── Given entries

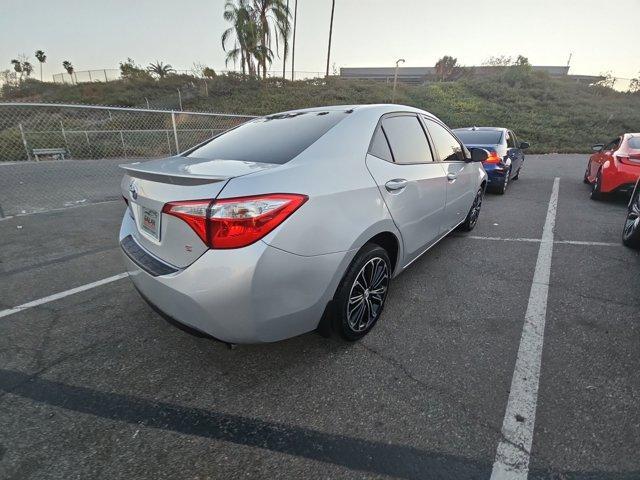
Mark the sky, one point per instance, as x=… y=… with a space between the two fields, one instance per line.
x=602 y=36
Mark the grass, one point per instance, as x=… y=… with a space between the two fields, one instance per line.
x=553 y=115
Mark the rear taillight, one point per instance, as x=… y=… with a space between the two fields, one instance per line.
x=493 y=158
x=235 y=222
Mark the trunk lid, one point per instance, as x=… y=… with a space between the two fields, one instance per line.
x=148 y=186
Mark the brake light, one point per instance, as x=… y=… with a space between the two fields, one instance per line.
x=493 y=158
x=235 y=222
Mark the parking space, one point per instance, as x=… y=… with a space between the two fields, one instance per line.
x=96 y=385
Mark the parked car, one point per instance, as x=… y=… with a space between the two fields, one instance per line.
x=506 y=156
x=614 y=167
x=631 y=231
x=259 y=233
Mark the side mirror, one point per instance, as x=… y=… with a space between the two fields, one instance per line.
x=478 y=154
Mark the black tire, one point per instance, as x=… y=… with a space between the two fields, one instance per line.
x=596 y=190
x=502 y=189
x=369 y=271
x=631 y=230
x=474 y=212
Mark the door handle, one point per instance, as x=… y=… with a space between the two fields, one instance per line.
x=396 y=185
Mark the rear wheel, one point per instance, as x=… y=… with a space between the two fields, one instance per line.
x=596 y=191
x=631 y=231
x=585 y=179
x=472 y=217
x=361 y=295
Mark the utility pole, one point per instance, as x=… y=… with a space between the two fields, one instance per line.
x=293 y=50
x=395 y=79
x=333 y=7
x=286 y=38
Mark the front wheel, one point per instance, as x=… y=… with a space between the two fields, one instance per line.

────

**To do:** Nothing but the lines from the one with "Mark the parking" through the final line of the data above should be output, exactly as written.

**Exercise solution:**
Mark the parking space, one point per instance, as x=… y=… with a space between the two fields, one instance per line.
x=96 y=385
Mark the parked car, one point per instance, as x=… y=… with a space between the two fields, one instance per line.
x=506 y=156
x=614 y=167
x=631 y=231
x=259 y=233
Mark the side mirror, one point per instance, as x=… y=… with a space between the two fields, one instance per line.
x=478 y=154
Mark the black tire, one point per instance, as x=… y=… with a space between the two fields, one instance per line.
x=596 y=190
x=502 y=189
x=369 y=271
x=631 y=230
x=474 y=212
Mark the door handle, one point per instance, as x=… y=… with a space between the two fields, one instance per line.
x=396 y=185
Mark the rear wheel, one point per instance, as x=… y=… with a space between the two fields, one instance per line.
x=596 y=191
x=631 y=231
x=585 y=179
x=472 y=217
x=361 y=295
Mark the utility pole, one point per instance, as x=… y=… with a space between the two fields, one instance per line.
x=293 y=50
x=395 y=79
x=333 y=7
x=286 y=38
Mark the front wheel, one point per instance, as x=… y=… with a space between the two fields, one instance per line.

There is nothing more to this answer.